*** AVAILABLE RECORDS ***

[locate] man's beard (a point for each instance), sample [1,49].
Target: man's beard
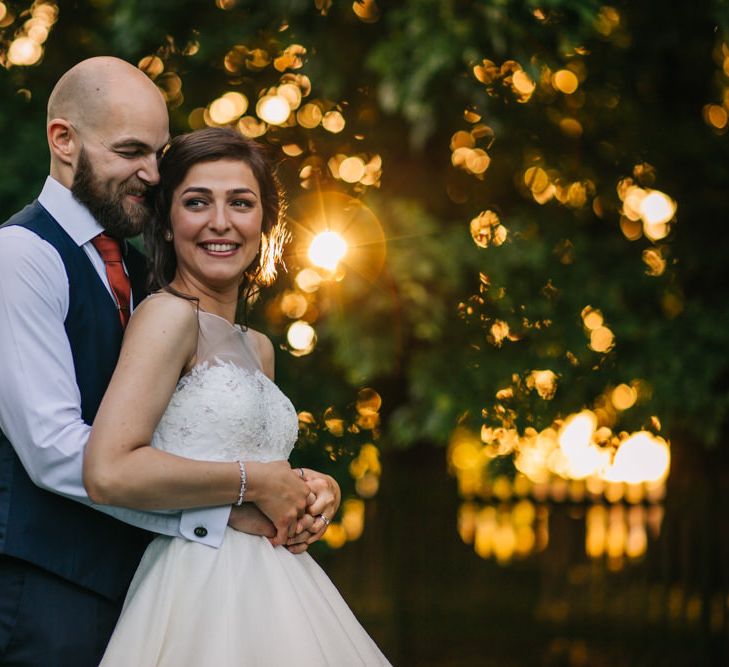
[107,205]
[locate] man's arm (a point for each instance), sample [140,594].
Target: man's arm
[40,403]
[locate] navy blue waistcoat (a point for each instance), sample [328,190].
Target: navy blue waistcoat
[62,536]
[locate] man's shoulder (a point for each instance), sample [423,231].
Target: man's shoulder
[31,214]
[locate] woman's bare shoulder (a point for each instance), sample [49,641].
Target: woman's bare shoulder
[164,315]
[266,354]
[161,305]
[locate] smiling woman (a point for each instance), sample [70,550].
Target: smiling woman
[215,219]
[218,191]
[211,428]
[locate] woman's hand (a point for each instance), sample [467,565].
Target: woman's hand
[279,492]
[320,510]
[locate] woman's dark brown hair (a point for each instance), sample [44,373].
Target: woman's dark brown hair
[210,145]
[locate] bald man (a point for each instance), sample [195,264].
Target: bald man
[65,564]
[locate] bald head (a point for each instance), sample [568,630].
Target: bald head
[88,91]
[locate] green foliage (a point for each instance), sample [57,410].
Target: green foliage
[419,331]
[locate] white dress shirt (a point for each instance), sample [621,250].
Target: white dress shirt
[40,402]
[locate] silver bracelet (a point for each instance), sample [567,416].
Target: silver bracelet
[243,481]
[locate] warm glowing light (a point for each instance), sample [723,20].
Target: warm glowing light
[367,11]
[368,401]
[583,458]
[643,457]
[333,122]
[545,383]
[291,58]
[293,305]
[477,161]
[623,397]
[222,111]
[656,208]
[24,51]
[327,250]
[352,169]
[602,339]
[301,337]
[486,229]
[291,93]
[251,127]
[523,83]
[591,317]
[499,331]
[309,116]
[308,280]
[273,109]
[565,81]
[654,262]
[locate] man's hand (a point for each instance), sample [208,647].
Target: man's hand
[300,535]
[280,493]
[323,502]
[328,496]
[249,519]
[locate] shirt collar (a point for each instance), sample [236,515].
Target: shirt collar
[73,216]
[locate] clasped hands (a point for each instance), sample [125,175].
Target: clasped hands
[293,509]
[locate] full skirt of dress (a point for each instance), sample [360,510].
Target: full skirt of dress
[246,603]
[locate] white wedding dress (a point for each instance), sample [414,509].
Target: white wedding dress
[246,603]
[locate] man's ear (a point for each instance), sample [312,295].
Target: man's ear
[63,141]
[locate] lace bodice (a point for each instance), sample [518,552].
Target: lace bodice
[225,408]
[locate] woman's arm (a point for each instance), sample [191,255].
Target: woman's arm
[120,468]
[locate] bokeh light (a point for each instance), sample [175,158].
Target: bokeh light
[273,109]
[301,338]
[327,249]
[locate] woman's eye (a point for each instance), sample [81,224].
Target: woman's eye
[194,203]
[243,203]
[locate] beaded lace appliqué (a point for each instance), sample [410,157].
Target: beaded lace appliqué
[222,412]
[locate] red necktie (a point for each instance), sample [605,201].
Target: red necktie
[111,254]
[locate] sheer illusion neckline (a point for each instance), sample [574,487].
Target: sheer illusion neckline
[233,325]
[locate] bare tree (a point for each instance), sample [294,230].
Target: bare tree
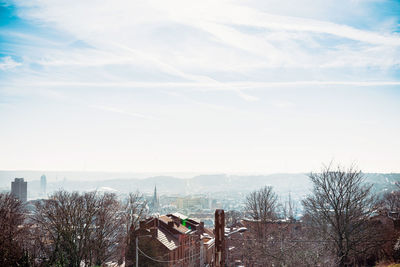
[12,231]
[109,231]
[261,204]
[339,209]
[79,228]
[391,201]
[135,209]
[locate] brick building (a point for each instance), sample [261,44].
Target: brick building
[173,240]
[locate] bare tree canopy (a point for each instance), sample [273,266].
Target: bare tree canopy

*** End of AVAILABLE RECORDS ***

**YOUR GOAL**
Which lines in the records above hold the string "canopy"? Copy each of them.

**COMPLETED TASK**
[locate] bare tree canopy (a point for each instance), sample [273,266].
Target: bare tree canopy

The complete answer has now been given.